[Entries for bounding box labeling]

- - - - - - -

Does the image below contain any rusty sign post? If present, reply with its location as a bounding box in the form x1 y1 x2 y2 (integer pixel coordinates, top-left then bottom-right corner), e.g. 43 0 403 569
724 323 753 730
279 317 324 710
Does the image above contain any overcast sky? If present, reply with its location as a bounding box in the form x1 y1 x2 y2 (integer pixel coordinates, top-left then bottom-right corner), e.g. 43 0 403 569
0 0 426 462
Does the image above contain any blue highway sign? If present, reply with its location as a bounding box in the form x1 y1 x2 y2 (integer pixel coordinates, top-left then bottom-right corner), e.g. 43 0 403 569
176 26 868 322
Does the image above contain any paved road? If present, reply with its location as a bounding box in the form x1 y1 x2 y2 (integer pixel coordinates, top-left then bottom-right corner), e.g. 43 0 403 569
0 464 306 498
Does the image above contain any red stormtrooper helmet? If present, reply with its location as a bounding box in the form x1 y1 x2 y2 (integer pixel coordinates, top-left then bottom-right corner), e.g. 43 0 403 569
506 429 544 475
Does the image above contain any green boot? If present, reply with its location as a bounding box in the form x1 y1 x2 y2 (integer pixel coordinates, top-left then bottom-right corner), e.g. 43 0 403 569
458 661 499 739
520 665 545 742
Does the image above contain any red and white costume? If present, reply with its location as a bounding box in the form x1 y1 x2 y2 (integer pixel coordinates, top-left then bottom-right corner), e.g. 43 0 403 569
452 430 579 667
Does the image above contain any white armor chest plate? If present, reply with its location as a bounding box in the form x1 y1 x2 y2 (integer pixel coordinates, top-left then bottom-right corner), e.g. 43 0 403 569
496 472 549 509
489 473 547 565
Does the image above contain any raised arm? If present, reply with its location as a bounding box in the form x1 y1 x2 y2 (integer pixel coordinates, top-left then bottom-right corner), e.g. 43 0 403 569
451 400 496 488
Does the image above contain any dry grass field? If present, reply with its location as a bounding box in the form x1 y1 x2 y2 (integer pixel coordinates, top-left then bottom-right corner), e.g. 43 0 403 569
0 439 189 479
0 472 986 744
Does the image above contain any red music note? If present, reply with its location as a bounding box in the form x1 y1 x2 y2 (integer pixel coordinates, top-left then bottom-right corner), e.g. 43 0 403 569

- - - - - - -

# [What to do]
Copy out each of the items above verbatim, changing nothing.

# [Problem solution]
Does the image below contain any rusty sign post? If present, reply with its location as a bounding box in the form x1 y1 x2 y2 (integer pixel coordinates, top-left then bottom-right corner), e.g. 43 0 403 569
724 323 753 730
279 317 324 710
Does the image above contain any overcast sky? If present, reply with its location as a bounding box in the form x1 y1 x2 y2 (integer pixel coordinates, top-left then bottom-right corner), e.g. 43 0 403 569
0 0 426 462
Does the image above contain any blue highway sign? If present, reply with its location as a bounding box in the form x1 y1 x2 y2 (integer pixel coordinates, top-left then bottom-right corner), e.g. 43 0 403 569
176 26 868 322
Does the image above contain any paved road? If present, reply with its location as a bounding box in the form x1 y1 x2 y2 (integer pixel coordinates, top-left then bottom-right corner), e.g. 43 0 403 569
0 464 306 498
Does the image above contain any red stormtrooper helmet? If present, reply with its location as a bounding box in the form x1 y1 x2 y2 (integer pixel coordinates, top-left then bottom-right corner), e.g. 43 0 403 569
506 429 544 475
Does the image above contain any green boot? If present, reply with its location as a bounding box in the form x1 y1 x2 y2 (integer pixel coordinates, top-left then bottom-right corner), e.g. 43 0 403 569
458 661 499 739
520 665 545 742
Does the image above contain any red and white costume? If present, reply with its location as a bounding box in the form x1 y1 x2 y2 (integer pixel coordinates, top-left then bottom-right corner), e.g. 43 0 403 569
452 430 579 667
Does the image above contain any white armor chest plate? If present, reply with its location as a bounding box in the form x1 y1 x2 y2 (integer pixel coordinates, top-left then bottom-right corner), e.g. 43 0 403 569
496 472 549 509
489 473 547 565
Does the image above contain any raised arm? If present, reply with its location as a bounding box in the form x1 y1 x2 y2 (integer pixel coordinates, top-left then bottom-right corner), e.g. 43 0 403 569
451 400 496 488
Does the image above contain any dry grass field? If present, reply with its location as a bounding box in the form x1 y1 x2 y2 (integer pixel coordinates, top-left then bottom-right corner), e.g. 43 0 403 569
0 439 189 479
0 472 986 744
Does the image above contain any red music note? If present, reply with its location as a bounding box in the form x1 y1 x2 y2 (integer pixel coordinates, top-left then bottom-right corner), e.g. 43 0 403 569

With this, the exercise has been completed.